::: Material to process

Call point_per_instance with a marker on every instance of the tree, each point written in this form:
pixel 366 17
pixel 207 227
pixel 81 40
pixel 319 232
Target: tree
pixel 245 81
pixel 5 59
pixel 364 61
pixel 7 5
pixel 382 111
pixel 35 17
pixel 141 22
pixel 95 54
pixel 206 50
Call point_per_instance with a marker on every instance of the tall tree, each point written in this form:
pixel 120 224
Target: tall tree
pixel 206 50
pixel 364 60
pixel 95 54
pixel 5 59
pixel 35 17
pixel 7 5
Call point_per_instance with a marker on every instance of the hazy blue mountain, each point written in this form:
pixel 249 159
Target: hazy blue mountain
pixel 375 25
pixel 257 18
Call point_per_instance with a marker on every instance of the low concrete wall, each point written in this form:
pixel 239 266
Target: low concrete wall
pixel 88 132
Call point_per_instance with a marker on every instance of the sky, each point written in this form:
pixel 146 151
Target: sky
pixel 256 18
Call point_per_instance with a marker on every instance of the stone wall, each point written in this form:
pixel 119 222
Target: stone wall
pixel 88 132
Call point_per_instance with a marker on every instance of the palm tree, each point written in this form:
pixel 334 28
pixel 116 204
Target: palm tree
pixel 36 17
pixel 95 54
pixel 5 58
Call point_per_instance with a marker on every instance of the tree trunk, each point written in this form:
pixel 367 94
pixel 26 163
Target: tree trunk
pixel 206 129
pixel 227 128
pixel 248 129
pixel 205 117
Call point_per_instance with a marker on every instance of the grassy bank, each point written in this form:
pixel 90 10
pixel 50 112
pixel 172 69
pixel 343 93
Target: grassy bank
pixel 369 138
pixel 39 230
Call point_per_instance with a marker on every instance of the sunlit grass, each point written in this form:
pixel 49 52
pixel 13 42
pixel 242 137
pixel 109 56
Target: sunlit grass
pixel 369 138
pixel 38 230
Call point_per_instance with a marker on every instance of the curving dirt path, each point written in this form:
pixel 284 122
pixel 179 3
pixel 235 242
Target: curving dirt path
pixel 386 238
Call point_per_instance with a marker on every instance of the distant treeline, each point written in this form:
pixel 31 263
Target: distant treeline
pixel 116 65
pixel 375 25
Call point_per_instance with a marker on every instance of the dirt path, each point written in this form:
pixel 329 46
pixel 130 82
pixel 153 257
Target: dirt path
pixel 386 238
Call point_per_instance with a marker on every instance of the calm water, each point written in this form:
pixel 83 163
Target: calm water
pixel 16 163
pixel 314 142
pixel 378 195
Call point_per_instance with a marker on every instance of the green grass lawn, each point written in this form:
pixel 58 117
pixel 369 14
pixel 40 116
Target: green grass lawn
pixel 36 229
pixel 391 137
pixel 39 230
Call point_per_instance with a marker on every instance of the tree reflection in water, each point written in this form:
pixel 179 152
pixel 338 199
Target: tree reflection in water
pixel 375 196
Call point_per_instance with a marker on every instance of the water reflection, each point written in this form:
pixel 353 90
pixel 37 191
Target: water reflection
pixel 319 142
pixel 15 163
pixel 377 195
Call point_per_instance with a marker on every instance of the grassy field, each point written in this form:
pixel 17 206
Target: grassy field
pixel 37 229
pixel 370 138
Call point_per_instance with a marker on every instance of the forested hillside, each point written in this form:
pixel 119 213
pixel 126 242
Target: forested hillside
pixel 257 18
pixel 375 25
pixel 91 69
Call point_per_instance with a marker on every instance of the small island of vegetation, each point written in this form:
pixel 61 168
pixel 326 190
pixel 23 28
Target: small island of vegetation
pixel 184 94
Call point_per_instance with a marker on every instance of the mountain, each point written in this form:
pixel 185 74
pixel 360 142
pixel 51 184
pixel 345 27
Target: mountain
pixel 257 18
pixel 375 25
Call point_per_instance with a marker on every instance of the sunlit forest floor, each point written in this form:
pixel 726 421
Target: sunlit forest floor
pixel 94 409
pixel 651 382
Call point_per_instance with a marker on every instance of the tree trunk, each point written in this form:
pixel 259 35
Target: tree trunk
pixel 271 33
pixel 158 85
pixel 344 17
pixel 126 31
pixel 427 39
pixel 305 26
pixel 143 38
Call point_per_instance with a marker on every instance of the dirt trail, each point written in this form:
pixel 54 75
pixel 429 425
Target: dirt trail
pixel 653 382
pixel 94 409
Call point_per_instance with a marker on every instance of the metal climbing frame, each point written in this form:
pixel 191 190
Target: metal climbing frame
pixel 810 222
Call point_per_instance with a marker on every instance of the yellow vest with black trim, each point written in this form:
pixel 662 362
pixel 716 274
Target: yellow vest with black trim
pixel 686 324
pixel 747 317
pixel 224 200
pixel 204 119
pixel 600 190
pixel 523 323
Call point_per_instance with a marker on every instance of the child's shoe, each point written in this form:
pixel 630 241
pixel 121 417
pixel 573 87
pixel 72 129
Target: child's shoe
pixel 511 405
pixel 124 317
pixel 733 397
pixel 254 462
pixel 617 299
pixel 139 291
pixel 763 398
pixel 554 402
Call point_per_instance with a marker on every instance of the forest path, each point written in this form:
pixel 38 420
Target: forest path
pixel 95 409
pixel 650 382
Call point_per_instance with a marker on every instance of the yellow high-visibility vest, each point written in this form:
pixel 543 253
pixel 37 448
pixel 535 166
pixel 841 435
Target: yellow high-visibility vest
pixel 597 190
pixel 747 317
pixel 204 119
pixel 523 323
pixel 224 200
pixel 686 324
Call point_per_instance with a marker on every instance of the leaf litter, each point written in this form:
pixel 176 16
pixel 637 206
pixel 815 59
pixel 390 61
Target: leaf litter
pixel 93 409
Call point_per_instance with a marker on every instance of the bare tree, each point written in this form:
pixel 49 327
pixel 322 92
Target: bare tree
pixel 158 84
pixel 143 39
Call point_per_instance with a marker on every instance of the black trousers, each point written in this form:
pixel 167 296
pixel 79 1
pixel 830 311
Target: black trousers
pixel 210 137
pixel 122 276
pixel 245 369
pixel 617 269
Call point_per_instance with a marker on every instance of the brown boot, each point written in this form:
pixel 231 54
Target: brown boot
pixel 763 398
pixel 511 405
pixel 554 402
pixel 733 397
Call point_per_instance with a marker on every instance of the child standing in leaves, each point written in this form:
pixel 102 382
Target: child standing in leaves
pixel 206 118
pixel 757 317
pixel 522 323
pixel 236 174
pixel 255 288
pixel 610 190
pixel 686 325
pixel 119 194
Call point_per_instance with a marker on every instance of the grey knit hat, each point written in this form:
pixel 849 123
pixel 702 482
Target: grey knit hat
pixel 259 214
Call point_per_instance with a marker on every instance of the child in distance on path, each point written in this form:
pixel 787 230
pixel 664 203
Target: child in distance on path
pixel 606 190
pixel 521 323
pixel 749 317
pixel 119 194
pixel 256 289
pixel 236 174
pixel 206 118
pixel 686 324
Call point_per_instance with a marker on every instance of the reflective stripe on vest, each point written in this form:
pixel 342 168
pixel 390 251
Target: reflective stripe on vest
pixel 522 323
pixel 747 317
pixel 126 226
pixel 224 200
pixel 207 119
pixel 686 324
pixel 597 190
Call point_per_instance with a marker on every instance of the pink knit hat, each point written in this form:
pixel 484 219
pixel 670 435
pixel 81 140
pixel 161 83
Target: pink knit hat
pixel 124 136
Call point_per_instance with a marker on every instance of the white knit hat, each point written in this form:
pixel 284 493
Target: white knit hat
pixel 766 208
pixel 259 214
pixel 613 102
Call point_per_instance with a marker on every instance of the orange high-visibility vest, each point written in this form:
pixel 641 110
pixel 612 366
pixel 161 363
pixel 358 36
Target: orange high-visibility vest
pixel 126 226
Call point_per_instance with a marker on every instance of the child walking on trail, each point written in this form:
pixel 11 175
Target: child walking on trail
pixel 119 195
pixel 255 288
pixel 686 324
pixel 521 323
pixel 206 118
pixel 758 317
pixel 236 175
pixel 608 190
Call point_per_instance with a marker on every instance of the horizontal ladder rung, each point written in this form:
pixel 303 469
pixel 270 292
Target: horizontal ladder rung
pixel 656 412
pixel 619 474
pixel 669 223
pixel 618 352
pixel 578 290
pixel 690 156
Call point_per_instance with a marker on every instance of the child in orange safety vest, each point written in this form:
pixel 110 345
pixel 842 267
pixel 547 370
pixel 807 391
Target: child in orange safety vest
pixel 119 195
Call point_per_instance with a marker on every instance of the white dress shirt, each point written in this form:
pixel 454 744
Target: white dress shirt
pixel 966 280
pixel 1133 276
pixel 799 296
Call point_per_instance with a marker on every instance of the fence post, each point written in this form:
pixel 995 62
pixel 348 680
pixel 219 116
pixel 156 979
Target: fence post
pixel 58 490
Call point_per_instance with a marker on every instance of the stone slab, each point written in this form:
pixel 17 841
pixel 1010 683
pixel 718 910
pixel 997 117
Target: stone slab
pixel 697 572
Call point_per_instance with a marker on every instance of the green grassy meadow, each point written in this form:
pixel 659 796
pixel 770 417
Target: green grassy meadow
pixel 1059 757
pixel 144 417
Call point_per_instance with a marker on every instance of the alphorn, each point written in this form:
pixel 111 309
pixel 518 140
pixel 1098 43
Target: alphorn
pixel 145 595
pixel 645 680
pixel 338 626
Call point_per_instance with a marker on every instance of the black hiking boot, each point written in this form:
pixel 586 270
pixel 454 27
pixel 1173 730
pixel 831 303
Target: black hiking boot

::::::

Exercise.
Copy everything from the line that contains "the white dress" down to the line that contains "pixel 697 572", swapping "fence post" for "gate post" and leaving the rest unchanged.

Solution to the exercise.
Call point_per_instance with a marker on every instance of the white dress shirt, each point written in this form:
pixel 454 744
Target: white dress shirt
pixel 966 280
pixel 1133 276
pixel 799 296
Call point_per_instance with a marker on every instance of the gate post, each point written in this form:
pixel 995 62
pixel 348 680
pixel 219 116
pixel 156 979
Target: gate post
pixel 58 490
Call point_per_instance with a marker on every instance of the stone slab, each point written in this form:
pixel 17 841
pixel 1010 683
pixel 718 910
pixel 997 117
Target: stone slab
pixel 697 572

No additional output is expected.